Textauszug:
· · ·

Für einen, der sich selbst eigentlich als Drummer sieht, ist’s ganz ok ;-)
Danke.

Wer sind denn deine Gitarren-Helden, vor allem wenn es um die Soli geht?
In Sachen Rhythmus-Gitarre natürlich Paul Stanley, aber auch Wayne Kramer [Anm.: MC5] oder die Jungs von AC/DC. Bei den Leads Ace Frehley, Fred „Sonic“ Smith, Glen Buxton, aber eben auch Mick Taylor [Anm.: 1969-1974 Lead-Gitarrist der Stones]. Besonders cool fand ich aber immer auch den Gitarristen von Accept, Wolf Hoffmann. Auf Accept stand ich früher ziemlich und bei Live-Shows hat mich sehr beindruckt, dass die Fans statt der Gesangsparts die Soli mitgesungen haben. Das muss man erstmal schaffen! Oft sind die einfachen Soli die besten. Deshalb gehören auch Typen wie Yngwie Malmsteen eher nicht zu meinen Vorbildern. Ihre Soli kann ja auch keiner mitsingen ;-)

Dann lass uns ein bisschen über Gitarren reden, falls dich das nicht langweilt.
Das langweilt mich nie. Das ist mein Hobby!

Du hast eigentlich immer Gitarren gespielt, mit denen du deinen Helden huldigst, z.B. Linkshänder-Replicas von alten Mosrites oder alten Epiphones zu Ehren von Fred „Sonic“ Smith. Live hab’ ich dich zuletzt aber öfters mit einer schicken weißen Gibson SG Custom gesehen. Die konnte ich nicht zuordnen.
Das ist meine Alice-Cooper-Gitarre! [Anm.: Glen Buxton spielte sie.]

Schade, ich hab‘ auch so eine – hatte gehofft, du spielst sie deswegen ;-)
Na, dann behaupten wir das jetzt einfach ;-)

Und Tobias Egge hatte auf der Bühne die gleiche.
Ja, wir haben verschiedene Pärchen, zwei weiße SGs, zwei weiße Flying Vs, zwei schwarze Les Paul Customs, zwei weiße Epiphone-Replicas. Das macht auf der Bühne halt was her, vor allem weil wir je ein Rechts- und ein Linkshändermodell haben.

Das stimmt wohl. Und auch in Sachen Verstärker hat sich offenbar etwas verändert. Früher hat man dich immer mit riesigen Orange-Stacks in Verbindung gebracht. Jetzt spieltst du offenbar Fender-Combos. Ein ziemlich großer Schritt, oder?

· · ·

Übungsmaterial:
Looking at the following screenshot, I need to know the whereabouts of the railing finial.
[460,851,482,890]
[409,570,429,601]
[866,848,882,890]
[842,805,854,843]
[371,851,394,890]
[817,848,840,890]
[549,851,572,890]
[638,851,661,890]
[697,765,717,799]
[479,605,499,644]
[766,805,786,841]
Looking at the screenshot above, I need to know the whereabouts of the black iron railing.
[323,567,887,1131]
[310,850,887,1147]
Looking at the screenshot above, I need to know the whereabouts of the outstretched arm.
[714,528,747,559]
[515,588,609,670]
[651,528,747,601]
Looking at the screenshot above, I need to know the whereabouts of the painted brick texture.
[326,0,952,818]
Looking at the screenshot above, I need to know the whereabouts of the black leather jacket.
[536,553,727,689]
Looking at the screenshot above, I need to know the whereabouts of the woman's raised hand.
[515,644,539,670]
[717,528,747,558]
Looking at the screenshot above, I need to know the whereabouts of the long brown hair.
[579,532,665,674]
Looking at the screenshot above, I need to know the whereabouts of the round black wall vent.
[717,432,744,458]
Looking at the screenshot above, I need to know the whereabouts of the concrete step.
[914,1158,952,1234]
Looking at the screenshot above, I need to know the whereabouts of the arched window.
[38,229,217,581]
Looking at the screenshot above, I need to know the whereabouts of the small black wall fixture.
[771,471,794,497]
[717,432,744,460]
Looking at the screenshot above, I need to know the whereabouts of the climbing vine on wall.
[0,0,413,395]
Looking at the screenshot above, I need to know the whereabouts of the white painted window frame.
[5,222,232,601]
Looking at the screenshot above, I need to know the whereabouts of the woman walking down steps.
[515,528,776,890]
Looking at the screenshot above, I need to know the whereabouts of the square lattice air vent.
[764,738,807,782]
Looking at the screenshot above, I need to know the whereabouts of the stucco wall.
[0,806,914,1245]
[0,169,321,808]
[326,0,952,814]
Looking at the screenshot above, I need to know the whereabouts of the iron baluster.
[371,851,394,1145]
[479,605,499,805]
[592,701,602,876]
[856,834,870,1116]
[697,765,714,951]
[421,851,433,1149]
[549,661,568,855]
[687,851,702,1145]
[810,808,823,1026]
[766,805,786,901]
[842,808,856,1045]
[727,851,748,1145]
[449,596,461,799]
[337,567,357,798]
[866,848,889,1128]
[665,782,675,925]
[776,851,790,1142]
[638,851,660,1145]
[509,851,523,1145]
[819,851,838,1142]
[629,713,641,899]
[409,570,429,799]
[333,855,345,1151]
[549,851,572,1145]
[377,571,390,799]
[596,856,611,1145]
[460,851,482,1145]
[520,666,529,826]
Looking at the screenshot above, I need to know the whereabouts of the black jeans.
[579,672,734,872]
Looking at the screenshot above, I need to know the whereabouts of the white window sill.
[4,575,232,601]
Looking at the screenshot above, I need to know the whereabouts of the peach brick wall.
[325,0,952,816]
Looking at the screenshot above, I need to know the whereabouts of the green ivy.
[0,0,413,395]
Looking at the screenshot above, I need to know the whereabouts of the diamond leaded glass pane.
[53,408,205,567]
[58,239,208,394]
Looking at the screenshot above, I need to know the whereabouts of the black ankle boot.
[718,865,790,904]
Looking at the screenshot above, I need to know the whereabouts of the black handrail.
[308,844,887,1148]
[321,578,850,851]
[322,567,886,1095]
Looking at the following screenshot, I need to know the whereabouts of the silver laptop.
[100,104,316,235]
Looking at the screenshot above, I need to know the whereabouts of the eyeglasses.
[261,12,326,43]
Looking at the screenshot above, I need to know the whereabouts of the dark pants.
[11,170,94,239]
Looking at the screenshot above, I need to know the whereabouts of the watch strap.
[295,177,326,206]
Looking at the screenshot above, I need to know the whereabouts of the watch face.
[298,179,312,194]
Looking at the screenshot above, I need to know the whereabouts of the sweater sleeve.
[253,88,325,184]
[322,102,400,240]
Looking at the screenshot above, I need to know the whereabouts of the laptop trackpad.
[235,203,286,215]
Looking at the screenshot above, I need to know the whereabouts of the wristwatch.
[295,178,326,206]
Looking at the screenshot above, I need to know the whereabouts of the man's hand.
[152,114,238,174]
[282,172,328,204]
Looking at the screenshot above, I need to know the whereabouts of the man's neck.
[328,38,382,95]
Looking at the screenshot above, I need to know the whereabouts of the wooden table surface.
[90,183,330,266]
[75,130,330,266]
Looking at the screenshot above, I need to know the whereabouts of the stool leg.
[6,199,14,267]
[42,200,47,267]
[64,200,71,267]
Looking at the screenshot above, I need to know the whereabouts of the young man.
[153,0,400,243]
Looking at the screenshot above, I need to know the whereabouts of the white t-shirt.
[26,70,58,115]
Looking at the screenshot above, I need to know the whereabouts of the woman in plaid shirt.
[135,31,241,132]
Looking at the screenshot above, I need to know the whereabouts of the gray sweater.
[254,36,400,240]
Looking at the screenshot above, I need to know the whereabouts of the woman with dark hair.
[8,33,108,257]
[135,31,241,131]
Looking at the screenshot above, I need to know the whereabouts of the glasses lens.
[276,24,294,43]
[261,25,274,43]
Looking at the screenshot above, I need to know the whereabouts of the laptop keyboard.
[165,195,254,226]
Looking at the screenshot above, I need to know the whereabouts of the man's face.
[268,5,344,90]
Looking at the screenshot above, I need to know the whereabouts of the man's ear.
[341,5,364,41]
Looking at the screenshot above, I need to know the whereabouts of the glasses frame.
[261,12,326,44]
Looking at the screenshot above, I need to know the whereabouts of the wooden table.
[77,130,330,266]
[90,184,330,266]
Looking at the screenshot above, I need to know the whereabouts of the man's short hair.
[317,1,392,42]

· · ·

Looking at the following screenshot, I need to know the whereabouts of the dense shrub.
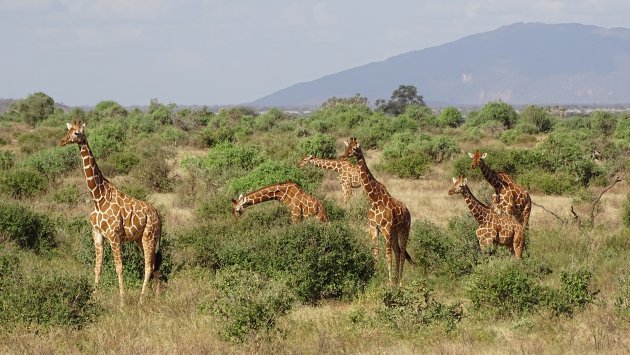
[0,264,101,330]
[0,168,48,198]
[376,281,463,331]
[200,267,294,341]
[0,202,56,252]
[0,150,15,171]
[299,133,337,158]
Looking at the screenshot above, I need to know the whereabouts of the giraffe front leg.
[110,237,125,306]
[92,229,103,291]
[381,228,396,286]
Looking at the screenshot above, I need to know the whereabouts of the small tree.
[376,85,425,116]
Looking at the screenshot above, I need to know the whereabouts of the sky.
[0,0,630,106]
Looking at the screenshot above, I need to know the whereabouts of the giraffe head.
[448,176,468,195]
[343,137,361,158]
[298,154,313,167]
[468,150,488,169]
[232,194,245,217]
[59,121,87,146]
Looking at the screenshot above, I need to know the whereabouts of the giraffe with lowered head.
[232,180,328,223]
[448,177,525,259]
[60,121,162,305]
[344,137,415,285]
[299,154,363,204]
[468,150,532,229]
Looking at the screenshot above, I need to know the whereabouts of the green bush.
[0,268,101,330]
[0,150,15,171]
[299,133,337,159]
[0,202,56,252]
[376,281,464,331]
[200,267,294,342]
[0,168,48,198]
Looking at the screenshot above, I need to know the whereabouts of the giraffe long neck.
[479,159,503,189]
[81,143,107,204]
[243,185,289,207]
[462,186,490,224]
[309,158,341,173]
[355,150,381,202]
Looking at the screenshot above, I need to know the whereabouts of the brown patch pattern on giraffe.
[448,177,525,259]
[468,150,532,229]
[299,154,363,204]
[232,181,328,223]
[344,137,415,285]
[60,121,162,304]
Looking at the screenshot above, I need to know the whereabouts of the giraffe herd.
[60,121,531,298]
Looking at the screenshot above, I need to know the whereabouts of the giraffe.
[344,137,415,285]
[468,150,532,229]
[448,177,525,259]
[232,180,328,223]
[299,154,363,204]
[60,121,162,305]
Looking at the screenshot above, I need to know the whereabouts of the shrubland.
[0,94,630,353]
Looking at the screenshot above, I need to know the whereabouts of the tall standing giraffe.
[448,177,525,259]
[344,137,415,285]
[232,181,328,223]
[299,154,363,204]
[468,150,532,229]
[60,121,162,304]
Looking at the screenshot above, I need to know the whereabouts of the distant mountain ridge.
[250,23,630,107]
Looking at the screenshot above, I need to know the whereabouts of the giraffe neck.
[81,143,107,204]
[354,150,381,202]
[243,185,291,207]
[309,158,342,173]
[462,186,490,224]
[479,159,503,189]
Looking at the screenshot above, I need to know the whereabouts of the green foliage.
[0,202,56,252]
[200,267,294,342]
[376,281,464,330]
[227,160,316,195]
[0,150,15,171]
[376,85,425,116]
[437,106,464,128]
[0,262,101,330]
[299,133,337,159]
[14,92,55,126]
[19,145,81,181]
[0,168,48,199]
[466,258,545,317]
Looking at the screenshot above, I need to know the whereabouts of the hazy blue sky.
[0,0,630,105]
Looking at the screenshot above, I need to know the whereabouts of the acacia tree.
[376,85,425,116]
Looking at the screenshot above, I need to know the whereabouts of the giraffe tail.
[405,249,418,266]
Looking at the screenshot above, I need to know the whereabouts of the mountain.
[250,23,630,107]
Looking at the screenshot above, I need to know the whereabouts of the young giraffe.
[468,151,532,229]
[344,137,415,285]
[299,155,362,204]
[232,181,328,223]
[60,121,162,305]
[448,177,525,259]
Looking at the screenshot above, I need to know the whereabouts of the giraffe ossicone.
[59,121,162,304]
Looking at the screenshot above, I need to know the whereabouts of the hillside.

· · ·

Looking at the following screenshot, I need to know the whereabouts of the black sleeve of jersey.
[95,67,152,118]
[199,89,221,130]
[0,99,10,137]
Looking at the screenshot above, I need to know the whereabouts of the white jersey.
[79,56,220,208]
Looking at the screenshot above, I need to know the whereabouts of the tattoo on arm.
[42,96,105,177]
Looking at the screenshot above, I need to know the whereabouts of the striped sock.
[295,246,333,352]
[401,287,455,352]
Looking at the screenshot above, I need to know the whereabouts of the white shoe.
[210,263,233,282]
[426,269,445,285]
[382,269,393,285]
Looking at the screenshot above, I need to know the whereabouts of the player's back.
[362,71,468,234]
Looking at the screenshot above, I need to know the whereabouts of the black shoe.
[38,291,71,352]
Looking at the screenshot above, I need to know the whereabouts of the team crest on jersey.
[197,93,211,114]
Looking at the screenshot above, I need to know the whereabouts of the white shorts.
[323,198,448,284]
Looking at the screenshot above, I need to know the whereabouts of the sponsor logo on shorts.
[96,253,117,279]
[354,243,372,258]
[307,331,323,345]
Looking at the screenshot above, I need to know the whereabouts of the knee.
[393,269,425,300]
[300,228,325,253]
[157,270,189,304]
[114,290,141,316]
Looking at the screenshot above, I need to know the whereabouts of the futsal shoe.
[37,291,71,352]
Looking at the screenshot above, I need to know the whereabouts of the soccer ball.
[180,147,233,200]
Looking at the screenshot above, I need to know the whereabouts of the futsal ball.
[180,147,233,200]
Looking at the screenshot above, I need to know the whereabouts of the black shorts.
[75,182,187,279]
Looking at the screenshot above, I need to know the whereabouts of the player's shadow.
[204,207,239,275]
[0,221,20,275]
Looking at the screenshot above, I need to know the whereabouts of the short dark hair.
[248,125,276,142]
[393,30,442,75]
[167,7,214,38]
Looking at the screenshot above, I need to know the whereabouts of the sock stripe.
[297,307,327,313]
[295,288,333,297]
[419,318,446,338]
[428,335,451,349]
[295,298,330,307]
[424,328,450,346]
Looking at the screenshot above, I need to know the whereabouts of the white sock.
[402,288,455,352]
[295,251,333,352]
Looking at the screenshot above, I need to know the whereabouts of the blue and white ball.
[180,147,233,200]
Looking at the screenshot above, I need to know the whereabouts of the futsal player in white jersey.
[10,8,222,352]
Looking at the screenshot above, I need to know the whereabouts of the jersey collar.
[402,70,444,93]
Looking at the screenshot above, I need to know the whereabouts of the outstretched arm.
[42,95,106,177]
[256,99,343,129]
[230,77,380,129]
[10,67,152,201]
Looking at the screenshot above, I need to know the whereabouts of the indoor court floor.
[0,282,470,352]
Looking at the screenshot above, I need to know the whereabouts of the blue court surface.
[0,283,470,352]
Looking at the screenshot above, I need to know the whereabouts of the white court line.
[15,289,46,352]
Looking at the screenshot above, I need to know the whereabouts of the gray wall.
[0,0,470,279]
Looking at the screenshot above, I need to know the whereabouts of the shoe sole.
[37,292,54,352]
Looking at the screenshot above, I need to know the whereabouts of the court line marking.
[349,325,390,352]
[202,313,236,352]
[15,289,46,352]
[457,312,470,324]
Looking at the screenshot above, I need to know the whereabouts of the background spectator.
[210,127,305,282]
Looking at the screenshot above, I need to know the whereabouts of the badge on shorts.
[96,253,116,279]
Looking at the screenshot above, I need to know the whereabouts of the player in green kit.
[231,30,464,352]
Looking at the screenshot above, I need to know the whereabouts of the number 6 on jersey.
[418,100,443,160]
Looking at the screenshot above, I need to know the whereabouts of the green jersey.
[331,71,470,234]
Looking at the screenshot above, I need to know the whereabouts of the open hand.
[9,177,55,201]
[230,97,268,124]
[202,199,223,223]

· · ·

Bearbeite Folgendes:
**1.** Mit welchen Verstärkern wurde der Befragte laut dem Textauszug früher immer in Verbindung gebracht?
**2.** Zeige alle Zeilen der Einträge, in denen das Wort „white“ vorkommt.

Vollständige Lösungen:
**1.** Mit riesigen Orange-Stacks.

**2.**
Looking at the screenshot above, I need to know the whereabouts of the white painted window frame.
Looking at the screenshot above, I need to know the whereabouts of the white window sill.
Looking at the screenshot above, I need to know the whereabouts of the white t-shirt.
Looking at the screenshot above, I need to know the whereabouts of the white jersey.
Looking at the screenshot above, I need to know the whereabouts of the white shoe.
Looking at the screenshot above, I need to know the whereabouts of the white shorts.
Looking at the screenshot above, I need to know the whereabouts of the white sock.
Looking at the screenshot above, I need to know the whereabouts of the blue and white ball.
Looking at the screenshot above, I need to know the whereabouts of the futsal player in white jersey.
Looking at the screenshot above, I need to know the whereabouts of the white court line.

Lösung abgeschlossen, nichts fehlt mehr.